[Object position labeling entries]

--*--

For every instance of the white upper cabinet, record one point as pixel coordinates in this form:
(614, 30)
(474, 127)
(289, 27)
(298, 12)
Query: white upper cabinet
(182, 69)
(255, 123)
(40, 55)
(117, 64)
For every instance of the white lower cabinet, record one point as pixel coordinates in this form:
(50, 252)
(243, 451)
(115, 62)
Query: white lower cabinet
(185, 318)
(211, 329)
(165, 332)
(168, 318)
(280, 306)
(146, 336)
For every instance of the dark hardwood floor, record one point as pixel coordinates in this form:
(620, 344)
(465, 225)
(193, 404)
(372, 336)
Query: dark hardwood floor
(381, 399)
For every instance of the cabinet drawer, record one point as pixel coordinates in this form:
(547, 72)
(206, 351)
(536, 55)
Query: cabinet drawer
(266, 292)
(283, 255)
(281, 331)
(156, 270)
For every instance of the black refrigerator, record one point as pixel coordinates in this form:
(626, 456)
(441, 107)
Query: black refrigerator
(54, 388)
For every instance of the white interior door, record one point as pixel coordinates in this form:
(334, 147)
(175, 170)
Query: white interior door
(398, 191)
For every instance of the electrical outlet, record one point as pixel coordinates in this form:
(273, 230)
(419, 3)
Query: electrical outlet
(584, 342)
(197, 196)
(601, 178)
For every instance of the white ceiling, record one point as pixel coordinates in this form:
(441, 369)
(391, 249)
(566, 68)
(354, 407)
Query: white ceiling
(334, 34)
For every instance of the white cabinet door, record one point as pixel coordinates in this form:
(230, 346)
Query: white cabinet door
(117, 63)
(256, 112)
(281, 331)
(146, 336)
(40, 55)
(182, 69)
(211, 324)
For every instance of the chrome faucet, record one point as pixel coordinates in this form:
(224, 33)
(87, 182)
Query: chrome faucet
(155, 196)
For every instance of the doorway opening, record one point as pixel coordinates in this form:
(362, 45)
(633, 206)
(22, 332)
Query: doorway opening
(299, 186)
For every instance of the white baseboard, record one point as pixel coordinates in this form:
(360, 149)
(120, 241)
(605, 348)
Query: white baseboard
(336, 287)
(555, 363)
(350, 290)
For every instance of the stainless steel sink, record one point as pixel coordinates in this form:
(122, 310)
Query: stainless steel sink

--*--

Reproduce each of the entries above word for word, without changing anything.

→ Exercise solution
For every instance of the white upper cabinet, record one point as pixel coordinates in this form:
(614, 30)
(474, 127)
(289, 27)
(298, 12)
Query: white upper cabinet
(182, 69)
(255, 123)
(40, 55)
(117, 64)
For every instance of the white lower cabinet, record one point as pixel coordinates in this form:
(50, 252)
(243, 451)
(115, 62)
Query: white lower cabinet
(185, 318)
(211, 329)
(165, 332)
(168, 318)
(280, 306)
(146, 336)
For every instance of the dark hardwood floor, record one point as pixel coordinates in this form:
(620, 344)
(465, 225)
(193, 404)
(372, 336)
Query: dark hardwood floor
(381, 399)
For every instance of the cabinet drawer, record one point as pixel coordinates in this form:
(547, 72)
(206, 351)
(536, 55)
Query: cabinet drawer
(266, 292)
(283, 255)
(281, 331)
(156, 270)
For every instance of the black refrigerator, record one point as pixel coordinates in this form:
(626, 456)
(441, 107)
Query: black refrigerator
(54, 388)
For every instance of the white interior door, record one point as pixel coordinates in this form:
(334, 147)
(175, 170)
Query: white interior door
(398, 191)
For every instance of the electrical outlet, record one point as pixel coordinates in this form:
(273, 230)
(419, 3)
Query: electrical outlet
(584, 342)
(197, 196)
(601, 178)
For every instance of the white ceiling, record one point as pixel coordinates in this form:
(441, 369)
(391, 249)
(566, 68)
(354, 407)
Query: white ceiling
(334, 34)
For every instance of the white cabinet door, record one point as pixel coordinates in this form:
(230, 346)
Query: white cabinet door
(117, 63)
(256, 112)
(281, 331)
(146, 336)
(40, 55)
(182, 69)
(211, 324)
For every instance of the chrome faucet, record one point as pixel coordinates in this form:
(224, 33)
(87, 182)
Query: chrome faucet
(155, 196)
For every instance of the doorway opening, record one point as pixel coordinates in this form:
(362, 45)
(633, 206)
(22, 332)
Query: doorway opening
(299, 186)
For every instance of the white baseboard, record one point as pixel coordinates in this form:
(360, 149)
(120, 241)
(605, 348)
Query: white baseboard
(336, 287)
(555, 363)
(350, 290)
For every instance of the stainless steel sink, record one point as pixel coordinates in this form:
(122, 310)
Query: stainless steel sink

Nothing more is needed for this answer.